- EXERCISE INSTRUCTIONS
Copy out every line in the entries below that contains the word "left". Case counts.

- RECORDS SUPPLIED
— start —

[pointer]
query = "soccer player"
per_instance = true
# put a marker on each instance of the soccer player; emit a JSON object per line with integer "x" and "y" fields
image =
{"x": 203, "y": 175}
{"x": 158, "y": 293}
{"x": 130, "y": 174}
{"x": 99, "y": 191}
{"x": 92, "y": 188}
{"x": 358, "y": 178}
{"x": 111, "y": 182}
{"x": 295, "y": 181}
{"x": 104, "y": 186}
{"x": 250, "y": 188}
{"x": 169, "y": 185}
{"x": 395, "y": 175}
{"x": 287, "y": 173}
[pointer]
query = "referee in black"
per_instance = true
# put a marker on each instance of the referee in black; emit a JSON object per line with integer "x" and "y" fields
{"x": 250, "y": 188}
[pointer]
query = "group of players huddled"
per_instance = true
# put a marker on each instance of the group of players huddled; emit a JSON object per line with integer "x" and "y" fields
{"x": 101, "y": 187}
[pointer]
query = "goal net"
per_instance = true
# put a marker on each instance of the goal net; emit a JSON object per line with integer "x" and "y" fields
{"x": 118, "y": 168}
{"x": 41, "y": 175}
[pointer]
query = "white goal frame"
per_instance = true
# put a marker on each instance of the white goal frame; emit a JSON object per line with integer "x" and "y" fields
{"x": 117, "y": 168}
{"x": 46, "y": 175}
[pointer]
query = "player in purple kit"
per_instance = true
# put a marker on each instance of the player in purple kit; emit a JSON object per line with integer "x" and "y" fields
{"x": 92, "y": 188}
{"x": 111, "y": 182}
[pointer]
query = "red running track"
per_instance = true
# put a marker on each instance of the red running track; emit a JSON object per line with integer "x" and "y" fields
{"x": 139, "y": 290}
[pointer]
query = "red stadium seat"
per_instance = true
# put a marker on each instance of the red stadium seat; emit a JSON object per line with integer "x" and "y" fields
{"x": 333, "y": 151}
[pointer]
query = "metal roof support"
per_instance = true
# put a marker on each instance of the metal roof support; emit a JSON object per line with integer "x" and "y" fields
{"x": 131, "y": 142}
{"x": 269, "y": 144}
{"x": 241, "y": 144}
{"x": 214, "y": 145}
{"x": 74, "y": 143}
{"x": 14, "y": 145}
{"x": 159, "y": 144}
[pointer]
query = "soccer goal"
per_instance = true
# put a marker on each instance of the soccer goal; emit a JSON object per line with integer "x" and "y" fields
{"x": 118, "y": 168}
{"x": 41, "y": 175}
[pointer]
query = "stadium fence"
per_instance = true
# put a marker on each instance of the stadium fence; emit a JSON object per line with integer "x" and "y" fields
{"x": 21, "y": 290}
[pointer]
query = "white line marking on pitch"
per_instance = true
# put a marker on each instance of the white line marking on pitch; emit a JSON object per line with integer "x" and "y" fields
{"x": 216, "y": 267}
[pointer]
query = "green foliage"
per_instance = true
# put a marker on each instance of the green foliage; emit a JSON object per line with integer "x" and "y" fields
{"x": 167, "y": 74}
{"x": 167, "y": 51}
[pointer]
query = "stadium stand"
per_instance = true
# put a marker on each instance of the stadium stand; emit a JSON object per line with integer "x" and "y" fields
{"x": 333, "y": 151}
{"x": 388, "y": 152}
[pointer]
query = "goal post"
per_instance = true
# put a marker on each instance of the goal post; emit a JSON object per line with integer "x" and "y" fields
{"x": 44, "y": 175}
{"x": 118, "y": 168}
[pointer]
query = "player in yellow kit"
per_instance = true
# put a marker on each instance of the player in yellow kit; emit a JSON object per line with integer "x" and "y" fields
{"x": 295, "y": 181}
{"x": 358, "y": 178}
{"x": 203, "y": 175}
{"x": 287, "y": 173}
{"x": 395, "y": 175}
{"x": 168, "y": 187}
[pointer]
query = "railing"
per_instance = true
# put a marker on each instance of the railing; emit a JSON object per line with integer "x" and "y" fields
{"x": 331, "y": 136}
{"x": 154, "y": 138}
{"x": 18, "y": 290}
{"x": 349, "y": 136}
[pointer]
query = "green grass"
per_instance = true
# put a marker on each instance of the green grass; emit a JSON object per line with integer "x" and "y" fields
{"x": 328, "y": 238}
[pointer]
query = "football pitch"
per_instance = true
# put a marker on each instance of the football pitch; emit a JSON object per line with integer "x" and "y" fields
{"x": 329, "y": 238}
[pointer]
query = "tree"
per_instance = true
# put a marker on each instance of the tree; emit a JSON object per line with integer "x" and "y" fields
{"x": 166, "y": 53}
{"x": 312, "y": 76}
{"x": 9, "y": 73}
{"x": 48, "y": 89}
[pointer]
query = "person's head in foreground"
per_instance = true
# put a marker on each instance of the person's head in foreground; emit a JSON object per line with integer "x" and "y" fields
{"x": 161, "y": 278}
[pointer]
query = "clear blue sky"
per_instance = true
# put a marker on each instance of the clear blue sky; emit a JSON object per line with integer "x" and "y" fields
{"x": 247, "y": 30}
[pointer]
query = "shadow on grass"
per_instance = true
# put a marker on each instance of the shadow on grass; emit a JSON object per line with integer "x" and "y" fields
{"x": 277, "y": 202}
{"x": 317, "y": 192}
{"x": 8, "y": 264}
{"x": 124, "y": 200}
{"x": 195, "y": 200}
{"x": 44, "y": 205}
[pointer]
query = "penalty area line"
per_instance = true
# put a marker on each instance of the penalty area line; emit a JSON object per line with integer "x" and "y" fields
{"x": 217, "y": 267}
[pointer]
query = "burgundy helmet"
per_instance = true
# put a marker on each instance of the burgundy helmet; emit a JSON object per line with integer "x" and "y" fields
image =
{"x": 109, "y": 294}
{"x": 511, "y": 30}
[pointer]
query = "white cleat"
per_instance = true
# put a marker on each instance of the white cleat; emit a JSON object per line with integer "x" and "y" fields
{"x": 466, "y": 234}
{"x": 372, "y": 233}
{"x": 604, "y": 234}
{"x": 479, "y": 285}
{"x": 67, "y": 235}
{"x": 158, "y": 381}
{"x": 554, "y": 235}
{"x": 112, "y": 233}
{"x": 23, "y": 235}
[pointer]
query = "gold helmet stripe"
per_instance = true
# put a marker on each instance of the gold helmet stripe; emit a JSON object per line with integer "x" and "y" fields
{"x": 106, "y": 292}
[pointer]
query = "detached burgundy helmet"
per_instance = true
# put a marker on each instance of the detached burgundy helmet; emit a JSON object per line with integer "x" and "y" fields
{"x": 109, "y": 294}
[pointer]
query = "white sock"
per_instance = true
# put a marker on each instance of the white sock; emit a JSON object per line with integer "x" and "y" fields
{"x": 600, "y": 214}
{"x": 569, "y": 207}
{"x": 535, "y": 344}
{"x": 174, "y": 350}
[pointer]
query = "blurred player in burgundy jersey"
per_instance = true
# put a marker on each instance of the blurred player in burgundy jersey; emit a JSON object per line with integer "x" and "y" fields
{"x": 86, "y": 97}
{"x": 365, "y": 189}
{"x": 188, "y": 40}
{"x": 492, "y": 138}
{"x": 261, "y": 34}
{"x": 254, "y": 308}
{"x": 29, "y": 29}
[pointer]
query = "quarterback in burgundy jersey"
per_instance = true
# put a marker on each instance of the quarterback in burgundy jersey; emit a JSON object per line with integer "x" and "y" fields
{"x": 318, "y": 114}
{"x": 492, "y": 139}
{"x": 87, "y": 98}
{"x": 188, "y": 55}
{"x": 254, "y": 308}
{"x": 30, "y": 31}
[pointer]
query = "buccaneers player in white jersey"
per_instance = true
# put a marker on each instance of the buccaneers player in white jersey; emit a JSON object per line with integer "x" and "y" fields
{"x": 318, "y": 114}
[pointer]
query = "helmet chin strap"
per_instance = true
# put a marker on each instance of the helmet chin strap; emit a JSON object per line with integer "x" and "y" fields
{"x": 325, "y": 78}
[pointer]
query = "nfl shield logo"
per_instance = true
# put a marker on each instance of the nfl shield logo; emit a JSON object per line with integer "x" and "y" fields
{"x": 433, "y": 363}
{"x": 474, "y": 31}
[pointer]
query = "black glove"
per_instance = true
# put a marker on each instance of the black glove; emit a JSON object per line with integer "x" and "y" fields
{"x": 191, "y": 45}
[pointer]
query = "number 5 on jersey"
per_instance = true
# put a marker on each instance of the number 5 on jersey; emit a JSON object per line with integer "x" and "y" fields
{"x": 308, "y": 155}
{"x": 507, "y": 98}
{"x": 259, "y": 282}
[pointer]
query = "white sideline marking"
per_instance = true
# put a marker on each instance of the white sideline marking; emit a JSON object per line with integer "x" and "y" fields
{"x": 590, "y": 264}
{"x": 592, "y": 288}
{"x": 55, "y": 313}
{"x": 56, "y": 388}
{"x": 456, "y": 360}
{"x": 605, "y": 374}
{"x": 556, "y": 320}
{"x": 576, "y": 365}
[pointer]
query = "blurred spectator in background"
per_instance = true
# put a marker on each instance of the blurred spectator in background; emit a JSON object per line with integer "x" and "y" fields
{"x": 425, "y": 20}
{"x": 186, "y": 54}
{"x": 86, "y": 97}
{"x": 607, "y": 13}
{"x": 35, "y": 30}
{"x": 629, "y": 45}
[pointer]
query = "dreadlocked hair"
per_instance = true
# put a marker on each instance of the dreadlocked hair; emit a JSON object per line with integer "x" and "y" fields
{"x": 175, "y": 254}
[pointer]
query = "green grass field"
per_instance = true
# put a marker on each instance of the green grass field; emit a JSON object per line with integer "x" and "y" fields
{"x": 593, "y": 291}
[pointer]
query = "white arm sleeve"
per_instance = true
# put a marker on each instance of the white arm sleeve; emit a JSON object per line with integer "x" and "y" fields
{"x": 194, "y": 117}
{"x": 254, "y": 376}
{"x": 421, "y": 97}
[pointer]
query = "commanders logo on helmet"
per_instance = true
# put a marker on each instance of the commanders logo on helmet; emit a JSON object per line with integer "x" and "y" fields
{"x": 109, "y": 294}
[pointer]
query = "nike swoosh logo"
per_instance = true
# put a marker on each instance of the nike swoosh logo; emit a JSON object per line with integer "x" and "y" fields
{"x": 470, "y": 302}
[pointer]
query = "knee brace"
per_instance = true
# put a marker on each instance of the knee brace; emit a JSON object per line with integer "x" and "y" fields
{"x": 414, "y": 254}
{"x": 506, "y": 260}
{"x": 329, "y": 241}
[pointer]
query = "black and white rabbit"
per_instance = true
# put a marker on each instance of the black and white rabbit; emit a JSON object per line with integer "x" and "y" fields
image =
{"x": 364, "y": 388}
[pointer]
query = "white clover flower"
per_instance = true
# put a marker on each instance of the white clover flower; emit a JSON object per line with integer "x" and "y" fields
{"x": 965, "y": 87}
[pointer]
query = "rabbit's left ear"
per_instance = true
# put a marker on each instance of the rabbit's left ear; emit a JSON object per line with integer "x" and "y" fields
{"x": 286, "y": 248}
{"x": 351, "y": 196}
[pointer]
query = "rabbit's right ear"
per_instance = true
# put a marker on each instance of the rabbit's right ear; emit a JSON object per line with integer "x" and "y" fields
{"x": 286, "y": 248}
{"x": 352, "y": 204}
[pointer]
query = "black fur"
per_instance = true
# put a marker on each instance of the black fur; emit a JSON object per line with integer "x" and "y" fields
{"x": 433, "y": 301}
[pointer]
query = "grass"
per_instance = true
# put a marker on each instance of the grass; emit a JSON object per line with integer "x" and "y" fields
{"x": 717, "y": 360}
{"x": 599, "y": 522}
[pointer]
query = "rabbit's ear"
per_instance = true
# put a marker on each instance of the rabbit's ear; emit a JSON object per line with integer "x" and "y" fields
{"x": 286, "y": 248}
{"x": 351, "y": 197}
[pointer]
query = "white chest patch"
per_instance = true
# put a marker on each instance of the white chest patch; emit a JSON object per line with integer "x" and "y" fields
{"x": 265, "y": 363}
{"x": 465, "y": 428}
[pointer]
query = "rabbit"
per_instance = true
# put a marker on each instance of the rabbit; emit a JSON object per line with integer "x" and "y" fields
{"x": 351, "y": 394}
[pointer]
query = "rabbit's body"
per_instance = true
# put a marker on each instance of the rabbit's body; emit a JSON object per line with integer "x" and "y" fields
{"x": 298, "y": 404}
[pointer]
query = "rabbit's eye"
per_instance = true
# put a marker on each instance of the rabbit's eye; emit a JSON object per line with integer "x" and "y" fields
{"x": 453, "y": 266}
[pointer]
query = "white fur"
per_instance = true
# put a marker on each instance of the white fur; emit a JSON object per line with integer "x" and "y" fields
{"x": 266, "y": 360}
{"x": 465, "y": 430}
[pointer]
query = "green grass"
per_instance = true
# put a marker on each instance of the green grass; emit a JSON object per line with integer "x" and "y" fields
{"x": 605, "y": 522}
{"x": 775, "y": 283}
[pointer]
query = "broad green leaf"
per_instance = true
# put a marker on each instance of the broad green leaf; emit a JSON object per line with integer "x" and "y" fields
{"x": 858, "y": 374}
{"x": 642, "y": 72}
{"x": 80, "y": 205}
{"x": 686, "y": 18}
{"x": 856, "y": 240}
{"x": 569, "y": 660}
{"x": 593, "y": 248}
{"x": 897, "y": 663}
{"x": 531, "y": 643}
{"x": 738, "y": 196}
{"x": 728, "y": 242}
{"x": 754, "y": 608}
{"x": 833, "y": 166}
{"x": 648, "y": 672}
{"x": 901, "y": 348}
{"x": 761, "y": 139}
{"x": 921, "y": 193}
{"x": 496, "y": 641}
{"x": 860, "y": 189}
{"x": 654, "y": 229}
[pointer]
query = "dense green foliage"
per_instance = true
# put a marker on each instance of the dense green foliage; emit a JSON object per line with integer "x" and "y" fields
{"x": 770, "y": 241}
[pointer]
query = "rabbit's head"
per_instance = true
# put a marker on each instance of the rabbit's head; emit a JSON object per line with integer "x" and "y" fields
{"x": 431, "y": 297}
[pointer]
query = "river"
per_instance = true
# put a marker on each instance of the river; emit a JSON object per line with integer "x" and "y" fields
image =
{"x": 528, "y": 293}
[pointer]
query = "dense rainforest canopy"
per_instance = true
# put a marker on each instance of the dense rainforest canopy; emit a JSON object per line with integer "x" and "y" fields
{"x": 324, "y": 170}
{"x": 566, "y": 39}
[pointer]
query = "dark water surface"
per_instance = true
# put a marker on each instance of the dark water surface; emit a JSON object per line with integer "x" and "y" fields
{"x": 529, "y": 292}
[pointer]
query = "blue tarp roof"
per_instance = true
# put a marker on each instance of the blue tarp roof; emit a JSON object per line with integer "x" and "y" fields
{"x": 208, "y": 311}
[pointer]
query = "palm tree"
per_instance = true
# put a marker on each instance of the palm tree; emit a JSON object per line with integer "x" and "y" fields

— end —

- PROBLEM SOLUTION
query = "rabbit's left ear"
# put a marker on each instance of the rabbit's left ear; emit a JSON object per line with integer "x" and "y" fields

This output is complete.